+++ RECORDS FOR THE TASK

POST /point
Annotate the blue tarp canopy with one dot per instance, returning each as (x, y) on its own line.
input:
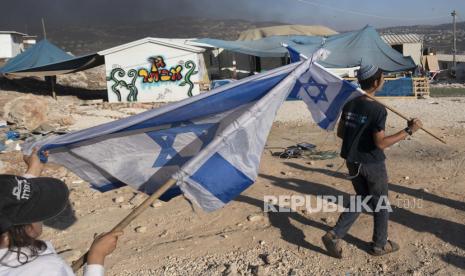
(349, 49)
(46, 59)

++++++

# TASK TO CARRY OUT:
Convert every line of the listing above into a JSON list of strings, one string per line and no entries for blank lines. Leave the picture out of the output.

# TASK OUTPUT:
[
  "POST /point",
  "Annotate the blue tarp canopy with one dot per instance, returning each as (x, y) on its own line.",
  "input:",
  "(349, 49)",
  "(46, 59)"
]